Start of Data for processing
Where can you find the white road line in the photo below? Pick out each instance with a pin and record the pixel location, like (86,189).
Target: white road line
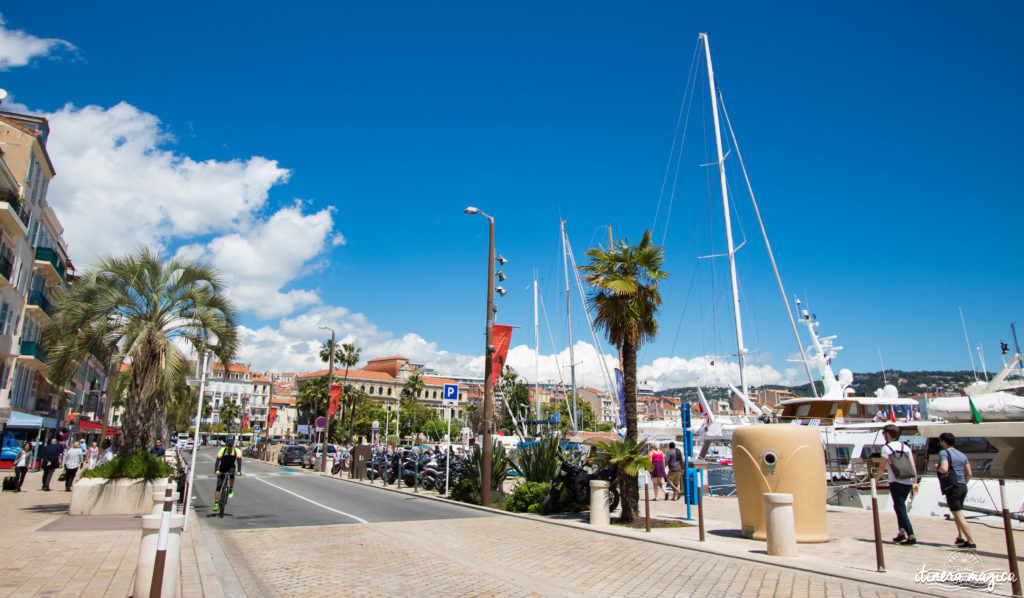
(359,519)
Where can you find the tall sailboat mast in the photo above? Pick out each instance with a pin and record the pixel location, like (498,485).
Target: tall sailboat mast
(568,316)
(537,355)
(728,221)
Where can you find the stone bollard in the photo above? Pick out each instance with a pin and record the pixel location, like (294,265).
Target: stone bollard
(599,503)
(780,530)
(147,556)
(158,501)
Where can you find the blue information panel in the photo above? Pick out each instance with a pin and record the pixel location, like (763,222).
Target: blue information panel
(451,393)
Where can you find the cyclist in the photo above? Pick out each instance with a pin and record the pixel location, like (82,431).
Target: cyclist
(228,460)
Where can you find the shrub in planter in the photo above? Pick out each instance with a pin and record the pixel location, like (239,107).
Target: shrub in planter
(526,497)
(140,465)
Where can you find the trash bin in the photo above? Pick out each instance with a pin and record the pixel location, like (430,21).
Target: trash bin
(780,459)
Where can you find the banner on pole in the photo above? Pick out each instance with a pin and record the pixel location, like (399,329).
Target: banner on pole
(502,338)
(621,393)
(335,399)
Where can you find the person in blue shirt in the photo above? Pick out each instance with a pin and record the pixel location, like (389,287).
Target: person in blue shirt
(950,458)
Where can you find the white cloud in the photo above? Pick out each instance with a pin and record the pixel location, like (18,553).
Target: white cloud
(18,48)
(258,262)
(116,177)
(295,346)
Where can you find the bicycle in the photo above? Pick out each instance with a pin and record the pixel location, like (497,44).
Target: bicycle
(224,489)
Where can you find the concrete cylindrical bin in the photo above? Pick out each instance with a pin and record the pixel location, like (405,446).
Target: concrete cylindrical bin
(780,459)
(779,526)
(158,501)
(599,503)
(147,556)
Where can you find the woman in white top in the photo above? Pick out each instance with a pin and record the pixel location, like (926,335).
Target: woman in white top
(22,463)
(91,455)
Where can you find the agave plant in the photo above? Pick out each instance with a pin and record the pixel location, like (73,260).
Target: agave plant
(628,457)
(540,461)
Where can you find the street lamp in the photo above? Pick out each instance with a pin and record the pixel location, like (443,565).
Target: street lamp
(487,362)
(330,383)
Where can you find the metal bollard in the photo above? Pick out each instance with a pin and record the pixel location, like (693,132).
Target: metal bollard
(779,525)
(880,558)
(1011,548)
(599,503)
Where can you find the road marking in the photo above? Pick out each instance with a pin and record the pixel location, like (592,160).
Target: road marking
(359,519)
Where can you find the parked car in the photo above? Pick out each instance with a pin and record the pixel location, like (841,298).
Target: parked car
(291,455)
(311,458)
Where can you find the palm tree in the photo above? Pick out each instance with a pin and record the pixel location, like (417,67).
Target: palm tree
(349,355)
(626,298)
(144,309)
(229,413)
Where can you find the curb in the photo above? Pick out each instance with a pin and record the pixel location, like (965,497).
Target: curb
(869,579)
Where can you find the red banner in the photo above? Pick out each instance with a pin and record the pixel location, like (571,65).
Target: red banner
(502,338)
(335,399)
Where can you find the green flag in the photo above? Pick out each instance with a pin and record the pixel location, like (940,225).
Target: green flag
(974,412)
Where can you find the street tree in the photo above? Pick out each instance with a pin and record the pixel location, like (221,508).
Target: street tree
(142,309)
(626,298)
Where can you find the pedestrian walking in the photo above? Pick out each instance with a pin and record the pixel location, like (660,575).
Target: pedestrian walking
(22,463)
(897,459)
(658,475)
(74,457)
(91,456)
(674,461)
(158,449)
(108,453)
(954,472)
(51,460)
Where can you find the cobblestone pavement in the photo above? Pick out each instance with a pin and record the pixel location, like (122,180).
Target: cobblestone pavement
(43,552)
(499,556)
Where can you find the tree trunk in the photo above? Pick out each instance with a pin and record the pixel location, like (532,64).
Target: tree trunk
(628,484)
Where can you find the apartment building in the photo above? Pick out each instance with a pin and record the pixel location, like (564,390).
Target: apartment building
(34,272)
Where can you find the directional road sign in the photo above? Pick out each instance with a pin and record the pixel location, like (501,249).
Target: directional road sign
(451,396)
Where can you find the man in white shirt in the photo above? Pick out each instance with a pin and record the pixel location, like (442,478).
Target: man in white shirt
(74,457)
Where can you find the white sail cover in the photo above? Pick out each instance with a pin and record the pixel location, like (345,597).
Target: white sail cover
(993,407)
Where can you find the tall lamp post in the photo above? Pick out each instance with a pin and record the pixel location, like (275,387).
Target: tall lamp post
(488,380)
(330,383)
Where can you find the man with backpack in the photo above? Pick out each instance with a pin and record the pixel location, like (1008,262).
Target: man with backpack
(898,460)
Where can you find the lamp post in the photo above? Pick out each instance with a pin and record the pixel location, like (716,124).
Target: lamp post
(330,383)
(487,373)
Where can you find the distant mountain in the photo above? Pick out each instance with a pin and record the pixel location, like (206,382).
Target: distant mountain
(864,383)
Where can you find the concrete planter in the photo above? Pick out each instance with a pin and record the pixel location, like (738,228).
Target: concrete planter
(114,497)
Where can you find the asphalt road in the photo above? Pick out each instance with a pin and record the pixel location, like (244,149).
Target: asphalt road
(268,496)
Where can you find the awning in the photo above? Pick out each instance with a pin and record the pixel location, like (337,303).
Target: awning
(20,420)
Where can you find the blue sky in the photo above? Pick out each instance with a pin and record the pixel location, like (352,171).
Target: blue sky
(322,157)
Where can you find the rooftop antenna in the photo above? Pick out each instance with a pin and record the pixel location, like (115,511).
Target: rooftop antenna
(969,351)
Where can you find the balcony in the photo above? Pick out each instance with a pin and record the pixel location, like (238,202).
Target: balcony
(33,354)
(39,301)
(50,264)
(6,266)
(13,214)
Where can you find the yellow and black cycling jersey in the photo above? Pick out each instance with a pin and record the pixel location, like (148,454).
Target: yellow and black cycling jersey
(227,460)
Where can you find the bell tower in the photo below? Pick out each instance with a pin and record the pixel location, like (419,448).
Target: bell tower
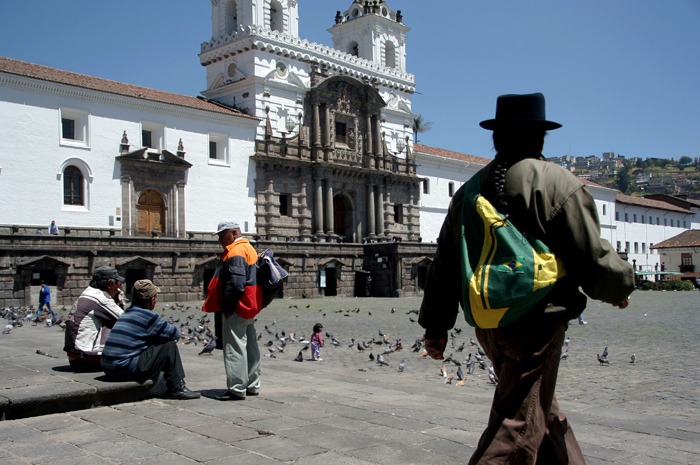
End of Data for processing
**Exercise directions:** Identify every line in the material above that contains the word "jersey", and copy each of those lines in full.

**Result for this task:**
Where can you find the yellow and black cycling jersey in the photo above? Pick out each instance with a pin and record the pixel location, like (148,454).
Target: yellow and black cycling jersey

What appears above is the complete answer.